» **What needs to be done**:
Answer these questions from the announcement below about the surgical mission to Arequipa:
(a) How many surgeries did a CSI medical team perform in Peru during last year's initial mission?
(b) How many members make up the CSI team coming to Arequipa in May?
(c) On which dates will the CSI team screen the children already pre-screened by local doctors?

» **Source extract**:

* * *

Children's Surgery International to help peruvian children with facial deformities

Approximately 100 Arequipa, Peru area children with facial deformities will be eligible to have those deformities surgically repaired free of charge by an elite medical team of American doctors and nurses who will be in Peru from May 5th to May 14th, 2004.

The medical team is being sent to Peru by Children's Surgery International (CSI), a non-profit organization from the United States devoted to repairing facial deformities of children in developing countries. A CSI medical team performed 84 surgeries in Peru during an initial familiarization mission last year.

The 39 member CSI team that is coming to Arequipa in May will include ear, nose and throat surgeons, plastic surgeons, pediatricians, anesthesiologists, a dentist, nurses, a speech pathologist, a child development specialist and a biomedical technician.

The surgeries will be provided free of charge to Peruvian children who are examined by the medical team and judged healthy enough to undergo surgery (no other serious medical conditions).

All of the CSI team members are volunteers and none of them are paid to perform this work. Doctors and nurses use their own personal vacation time to participate in the mission.

Doctors from Honorio Delgado Hospital and doctors from the Juliaca area have already pre-screened over 140 children for the CSI team to screen again on May 6 and May 7th. Children selected for surgery will be bused from the Juliaca area to Arequipa where the surgeries will take place in Honorio Delgado.

The surgeries will take place from Saturday, May 8th through Thursday, May 13th. CSI physicians will also provide local doctors with training in the latest surgical techniques.

Support members of the team will include a photographer and two American high school students whose school has raised funds to pay for almost half the cost of the mission.

Many of the children who become patients will receive personal letters and photos from students in the United States who have raised funds to help pay for the surgeries by holding dances, games, car washes and other activities. News and photos of the mission in Arequipa will be posted on the CSI website (childrenssurgeryintl.org) daily.

CSI Youth Coordinator and board member Peggy Fairbourne says that these American school children are "very excited about watching the progress of the mission on the internet and to get to know the Peruvian children who undergo surgery that will change their faces and their lives." The story of last year's mission to Peru is already on the CSI web site in English and Spanish, Fairbourne explains.

* * *

» **Data for review**:

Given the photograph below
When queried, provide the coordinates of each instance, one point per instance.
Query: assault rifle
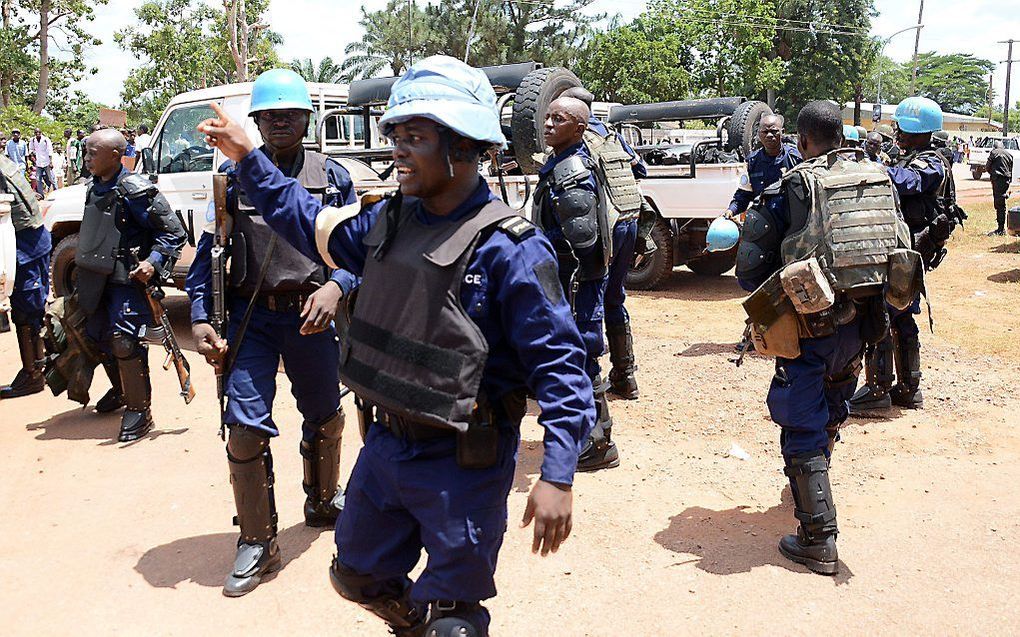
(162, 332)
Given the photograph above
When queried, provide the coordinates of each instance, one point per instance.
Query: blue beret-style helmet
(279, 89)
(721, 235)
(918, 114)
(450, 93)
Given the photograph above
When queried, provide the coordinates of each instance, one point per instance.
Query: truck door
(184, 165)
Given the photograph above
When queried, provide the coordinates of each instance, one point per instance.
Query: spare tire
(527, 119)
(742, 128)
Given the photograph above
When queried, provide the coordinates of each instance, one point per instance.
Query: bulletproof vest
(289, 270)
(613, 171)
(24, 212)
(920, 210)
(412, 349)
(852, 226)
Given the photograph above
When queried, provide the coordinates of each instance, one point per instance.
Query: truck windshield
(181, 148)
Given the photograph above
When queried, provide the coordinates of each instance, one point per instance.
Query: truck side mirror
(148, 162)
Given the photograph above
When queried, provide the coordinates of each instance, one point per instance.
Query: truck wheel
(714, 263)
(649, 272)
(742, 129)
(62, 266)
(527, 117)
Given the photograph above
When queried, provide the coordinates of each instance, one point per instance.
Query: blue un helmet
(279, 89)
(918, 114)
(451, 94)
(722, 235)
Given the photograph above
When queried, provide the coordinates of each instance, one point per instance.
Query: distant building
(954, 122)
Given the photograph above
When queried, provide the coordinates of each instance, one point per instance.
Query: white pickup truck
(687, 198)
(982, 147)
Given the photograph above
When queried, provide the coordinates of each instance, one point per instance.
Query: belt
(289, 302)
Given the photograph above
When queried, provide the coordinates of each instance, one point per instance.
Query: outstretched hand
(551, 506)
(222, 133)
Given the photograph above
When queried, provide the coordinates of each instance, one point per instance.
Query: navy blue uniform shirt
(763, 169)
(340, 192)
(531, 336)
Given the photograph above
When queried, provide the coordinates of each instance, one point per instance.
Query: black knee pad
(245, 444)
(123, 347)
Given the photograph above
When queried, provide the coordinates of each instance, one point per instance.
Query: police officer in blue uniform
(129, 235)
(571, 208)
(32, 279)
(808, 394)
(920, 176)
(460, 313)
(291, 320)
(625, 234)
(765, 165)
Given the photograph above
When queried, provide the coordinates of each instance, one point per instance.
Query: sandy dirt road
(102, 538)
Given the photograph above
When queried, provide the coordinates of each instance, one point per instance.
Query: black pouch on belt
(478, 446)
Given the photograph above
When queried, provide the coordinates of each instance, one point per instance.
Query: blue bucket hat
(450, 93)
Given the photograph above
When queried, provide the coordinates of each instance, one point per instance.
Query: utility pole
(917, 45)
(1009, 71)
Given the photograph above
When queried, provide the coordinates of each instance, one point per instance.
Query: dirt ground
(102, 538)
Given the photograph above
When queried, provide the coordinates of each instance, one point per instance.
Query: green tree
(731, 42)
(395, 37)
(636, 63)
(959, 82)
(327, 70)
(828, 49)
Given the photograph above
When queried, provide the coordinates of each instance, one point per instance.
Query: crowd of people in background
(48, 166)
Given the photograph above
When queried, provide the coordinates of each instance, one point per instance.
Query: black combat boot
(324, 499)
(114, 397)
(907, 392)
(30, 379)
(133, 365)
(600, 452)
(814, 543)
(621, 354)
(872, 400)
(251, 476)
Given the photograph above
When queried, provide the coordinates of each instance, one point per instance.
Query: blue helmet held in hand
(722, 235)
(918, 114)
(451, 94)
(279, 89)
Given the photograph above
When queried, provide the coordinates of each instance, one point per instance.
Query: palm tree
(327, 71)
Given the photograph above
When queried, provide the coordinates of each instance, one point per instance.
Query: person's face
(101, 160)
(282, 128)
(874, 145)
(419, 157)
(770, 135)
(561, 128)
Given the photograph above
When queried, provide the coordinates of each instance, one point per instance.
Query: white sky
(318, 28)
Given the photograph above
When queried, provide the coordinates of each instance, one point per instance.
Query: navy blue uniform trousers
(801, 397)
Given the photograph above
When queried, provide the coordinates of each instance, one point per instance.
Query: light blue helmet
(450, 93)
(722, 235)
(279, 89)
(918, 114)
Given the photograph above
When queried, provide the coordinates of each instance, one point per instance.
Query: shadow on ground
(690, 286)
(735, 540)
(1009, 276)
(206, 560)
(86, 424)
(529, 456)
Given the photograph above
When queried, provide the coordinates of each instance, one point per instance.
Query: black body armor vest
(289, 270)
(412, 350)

* * *

» **Exercise result**:
(a) 84 surgeries
(b) 39 members
(c) May 6 and May 7